### EXERCISE
For this exercise, reproduce each entry below exactly, excluding pictures.
[[ EXERCISE INPUTS open ]]
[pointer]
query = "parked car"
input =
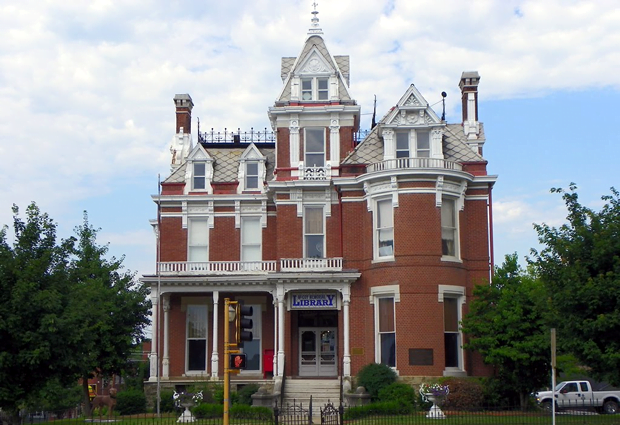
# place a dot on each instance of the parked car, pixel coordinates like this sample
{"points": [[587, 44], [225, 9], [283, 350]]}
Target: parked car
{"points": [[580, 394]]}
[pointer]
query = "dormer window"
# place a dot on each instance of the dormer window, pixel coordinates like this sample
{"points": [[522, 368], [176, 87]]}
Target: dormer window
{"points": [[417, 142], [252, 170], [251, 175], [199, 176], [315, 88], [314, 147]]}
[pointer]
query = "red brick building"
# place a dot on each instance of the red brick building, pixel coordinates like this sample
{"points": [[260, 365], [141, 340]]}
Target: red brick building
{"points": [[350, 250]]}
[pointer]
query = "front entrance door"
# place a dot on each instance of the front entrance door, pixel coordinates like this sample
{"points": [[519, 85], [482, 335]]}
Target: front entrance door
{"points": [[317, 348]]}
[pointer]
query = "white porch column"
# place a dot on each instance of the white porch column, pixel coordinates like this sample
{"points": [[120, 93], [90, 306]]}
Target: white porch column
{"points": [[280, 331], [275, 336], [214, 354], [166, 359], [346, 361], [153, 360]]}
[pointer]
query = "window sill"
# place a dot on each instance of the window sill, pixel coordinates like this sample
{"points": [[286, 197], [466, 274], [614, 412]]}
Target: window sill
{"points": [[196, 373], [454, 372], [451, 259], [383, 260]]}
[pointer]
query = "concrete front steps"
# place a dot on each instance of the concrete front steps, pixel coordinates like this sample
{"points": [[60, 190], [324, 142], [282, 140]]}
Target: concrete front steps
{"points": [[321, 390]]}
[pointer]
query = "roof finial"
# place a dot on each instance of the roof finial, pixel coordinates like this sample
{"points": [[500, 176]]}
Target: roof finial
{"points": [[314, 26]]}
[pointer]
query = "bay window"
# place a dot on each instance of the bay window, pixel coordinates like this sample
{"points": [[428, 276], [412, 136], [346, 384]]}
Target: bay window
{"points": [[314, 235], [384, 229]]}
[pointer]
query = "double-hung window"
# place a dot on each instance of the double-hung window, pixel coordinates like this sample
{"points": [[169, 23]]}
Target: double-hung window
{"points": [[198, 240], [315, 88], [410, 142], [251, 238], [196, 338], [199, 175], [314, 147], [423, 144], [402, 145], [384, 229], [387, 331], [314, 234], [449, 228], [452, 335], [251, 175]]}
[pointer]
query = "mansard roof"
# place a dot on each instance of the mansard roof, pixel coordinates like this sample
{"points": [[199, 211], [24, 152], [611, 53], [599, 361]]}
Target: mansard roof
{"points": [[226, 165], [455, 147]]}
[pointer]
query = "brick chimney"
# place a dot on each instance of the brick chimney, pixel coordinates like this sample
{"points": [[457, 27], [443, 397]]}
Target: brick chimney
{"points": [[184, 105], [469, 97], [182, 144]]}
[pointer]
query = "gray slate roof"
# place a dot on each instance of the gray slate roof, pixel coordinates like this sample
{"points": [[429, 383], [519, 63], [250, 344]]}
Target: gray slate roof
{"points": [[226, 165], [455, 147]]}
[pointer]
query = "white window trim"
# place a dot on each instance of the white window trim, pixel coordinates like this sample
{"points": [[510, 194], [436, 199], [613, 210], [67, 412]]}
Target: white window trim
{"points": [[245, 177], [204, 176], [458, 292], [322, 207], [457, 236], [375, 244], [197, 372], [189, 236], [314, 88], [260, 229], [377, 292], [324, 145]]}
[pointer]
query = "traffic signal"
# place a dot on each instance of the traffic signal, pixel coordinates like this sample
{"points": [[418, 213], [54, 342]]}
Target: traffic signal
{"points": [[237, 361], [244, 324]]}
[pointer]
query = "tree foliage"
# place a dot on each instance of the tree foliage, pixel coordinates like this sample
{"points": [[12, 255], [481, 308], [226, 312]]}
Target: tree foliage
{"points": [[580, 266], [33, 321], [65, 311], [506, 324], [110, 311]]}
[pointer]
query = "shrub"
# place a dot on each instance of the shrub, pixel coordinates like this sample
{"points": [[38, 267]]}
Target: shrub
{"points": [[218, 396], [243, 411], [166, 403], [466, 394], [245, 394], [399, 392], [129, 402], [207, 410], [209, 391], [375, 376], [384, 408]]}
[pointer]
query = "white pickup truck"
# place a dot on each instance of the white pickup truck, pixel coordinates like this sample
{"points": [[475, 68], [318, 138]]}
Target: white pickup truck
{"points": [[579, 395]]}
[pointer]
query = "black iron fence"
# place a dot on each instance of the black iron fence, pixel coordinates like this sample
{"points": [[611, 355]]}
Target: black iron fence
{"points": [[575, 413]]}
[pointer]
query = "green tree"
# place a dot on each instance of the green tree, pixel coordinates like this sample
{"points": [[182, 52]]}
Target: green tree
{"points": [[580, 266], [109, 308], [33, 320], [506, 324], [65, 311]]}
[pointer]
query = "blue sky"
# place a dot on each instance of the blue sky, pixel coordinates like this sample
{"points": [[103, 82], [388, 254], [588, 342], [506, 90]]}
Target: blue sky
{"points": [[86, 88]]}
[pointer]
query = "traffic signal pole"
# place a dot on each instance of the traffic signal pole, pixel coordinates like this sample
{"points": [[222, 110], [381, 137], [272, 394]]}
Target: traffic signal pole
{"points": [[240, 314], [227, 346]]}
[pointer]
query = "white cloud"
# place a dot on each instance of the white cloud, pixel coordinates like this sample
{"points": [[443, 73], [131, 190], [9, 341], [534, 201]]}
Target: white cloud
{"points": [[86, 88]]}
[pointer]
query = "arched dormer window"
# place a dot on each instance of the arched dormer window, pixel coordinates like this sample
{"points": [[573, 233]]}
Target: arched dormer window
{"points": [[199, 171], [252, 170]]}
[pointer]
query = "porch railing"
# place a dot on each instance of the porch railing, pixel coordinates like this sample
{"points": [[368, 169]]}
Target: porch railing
[[ EXERCISE INPUTS closed ]]
### ANSWER AREA
[pointer]
query = "parked car"
input =
# place a dot on each instance of the parked car, pixel coordinates like this sample
{"points": [[587, 44], [225, 9], [283, 350]]}
Target: parked car
{"points": [[580, 394]]}
[pointer]
query = "dormer window"
# place a dot on each instance of the dormer window, pixel coordinates like this sample
{"points": [[522, 368], [176, 87]]}
Target: dormer window
{"points": [[417, 142], [252, 170], [251, 175], [199, 176], [315, 88], [314, 147]]}
[pointer]
query = "red brick building"
# place a dot on each instance of the red brick building, pixel coordinates like this sample
{"points": [[260, 365], [141, 340]]}
Target: red brick building
{"points": [[350, 250]]}
[pointer]
query = "front entrance door"
# place a dot on each instance of the front entrance door, pixel coordinates like this sample
{"points": [[519, 85], [482, 335]]}
Target: front entrance door
{"points": [[317, 348]]}
[pointer]
query = "white porch column"
# place a dot on each instance of the white porch column, pixel coordinates like this sample
{"points": [[120, 93], [90, 306]]}
Target: white porch column
{"points": [[280, 331], [275, 336], [214, 354], [166, 359], [346, 361], [153, 360]]}
[pointer]
query = "window sill"
# place a dot on each instance of the window sill, pixel coordinates like this sample
{"points": [[286, 197], [466, 274], [614, 412]]}
Target: window sill
{"points": [[196, 373], [454, 372], [451, 259], [383, 260]]}
[pointer]
query = "concrete front steps"
# place a dot on each instance of the concrete front steps, pixel coordinates like this sample
{"points": [[60, 190], [324, 142], [282, 140]]}
Target: concrete front steps
{"points": [[321, 390]]}
[pointer]
query = "roof finial"
# place a dot on each instance of the roof finial, pixel coordinates like this sample
{"points": [[500, 176]]}
Target: roof finial
{"points": [[314, 26]]}
[pointer]
query = "bay window"
# place a dot on each instance of the bay window, pixel coordinates like this sample
{"points": [[428, 276], [412, 136], [346, 384]]}
Target: bay window
{"points": [[314, 235], [384, 229]]}
[pointer]
query = "double-hung window"
# place a dot on each instance of the double-hung window, pixel coordinates like this sample
{"points": [[169, 23]]}
Target: double-hung window
{"points": [[198, 240], [315, 88], [410, 142], [251, 238], [196, 338], [199, 175], [314, 147], [423, 144], [402, 145], [384, 229], [387, 331], [314, 234], [449, 228], [452, 335], [251, 175]]}
[pointer]
query = "mansard roof"
# place a dot on each instance of the mansard roof, pixel coordinates like this sample
{"points": [[199, 211], [24, 152], [611, 53], [599, 361]]}
Target: mansard roof
{"points": [[226, 165], [455, 147]]}
[pointer]
query = "brick chimney"
# place a dot on each instance of the brick chimney, pixel coordinates like this sample
{"points": [[457, 27], [443, 397]]}
Target: brick chimney
{"points": [[184, 105], [469, 97], [182, 144]]}
[pointer]
query = "gray slate roof"
# place a dot on each instance of the gray slate roof, pixel coordinates like this sample
{"points": [[429, 383], [519, 63], [250, 344]]}
Target: gray slate roof
{"points": [[226, 165], [455, 147]]}
[pointer]
query = "white window trim"
# place a dot on each instance of the white window trim, pixel coordinates like this sample
{"points": [[510, 194], [436, 199], [613, 210], [67, 412]]}
Target: white window trim
{"points": [[245, 177], [204, 176], [458, 292], [322, 207], [457, 236], [375, 244], [197, 372], [189, 236], [314, 88], [260, 229], [377, 292], [324, 145]]}
[pointer]
query = "traffic signal"
# place a dot on each instance of the traffic signal, pixel coordinates like this sample
{"points": [[418, 213], [54, 342]]}
Target: traffic signal
{"points": [[237, 361], [244, 324]]}
[pointer]
query = "tree foliage"
# place a dot on each instance of the tree foliage, pixel coordinates like this sample
{"points": [[12, 255], [481, 308], [226, 312]]}
Target: tree foliage
{"points": [[580, 266], [33, 321], [65, 311], [506, 324], [110, 311]]}
[pointer]
query = "shrub"
# place a dot on each instance of the shrub, pixel coordinates like this sample
{"points": [[38, 267]]}
Target: shrub
{"points": [[218, 396], [243, 411], [166, 403], [466, 394], [245, 394], [399, 392], [129, 402], [207, 410], [209, 391], [375, 376], [384, 408]]}
[pointer]
query = "white pickup truck"
# place a dot on each instance of the white pickup truck, pixel coordinates like this sample
{"points": [[475, 68], [318, 138]]}
Target: white pickup truck
{"points": [[579, 395]]}
[pointer]
query = "black iron fence"
# place a dot on each instance of the black iron fence, pixel coordinates like this sample
{"points": [[611, 355]]}
Target: black iron fence
{"points": [[575, 413]]}
[pointer]
query = "green tree"
# place a dot on each instance of the green tree, pixel coordinates like this sample
{"points": [[182, 52]]}
Target: green tree
{"points": [[580, 266], [109, 308], [33, 320], [506, 324], [65, 311]]}
[pointer]
query = "blue sky"
# place a dot on each instance of the blue sky, pixel coordinates like this sample
{"points": [[103, 82], [388, 254], [588, 342], [506, 90]]}
Target: blue sky
{"points": [[86, 88]]}
[pointer]
query = "traffic signal pole"
# place a dot on each instance of the traffic signal pole, pixel coordinates like this sample
{"points": [[222, 110], [381, 137], [272, 394]]}
Target: traffic signal pole
{"points": [[240, 314], [227, 346]]}
[pointer]
query = "white cloud"
# place a dot on each instance of the white cloud, pixel coordinates like this sample
{"points": [[443, 73], [131, 190], [9, 341], [534, 201]]}
Target: white cloud
{"points": [[86, 88]]}
[pointer]
query = "arched dormer window"
# place a dot on each instance of the arched dormer window, pixel coordinates like this sample
{"points": [[573, 233]]}
Target: arched dormer window
{"points": [[199, 171], [252, 170]]}
[pointer]
query = "porch railing"
# place a dot on each instance of the porch railing, pixel coordinates like this sample
{"points": [[368, 169]]}
Target: porch railing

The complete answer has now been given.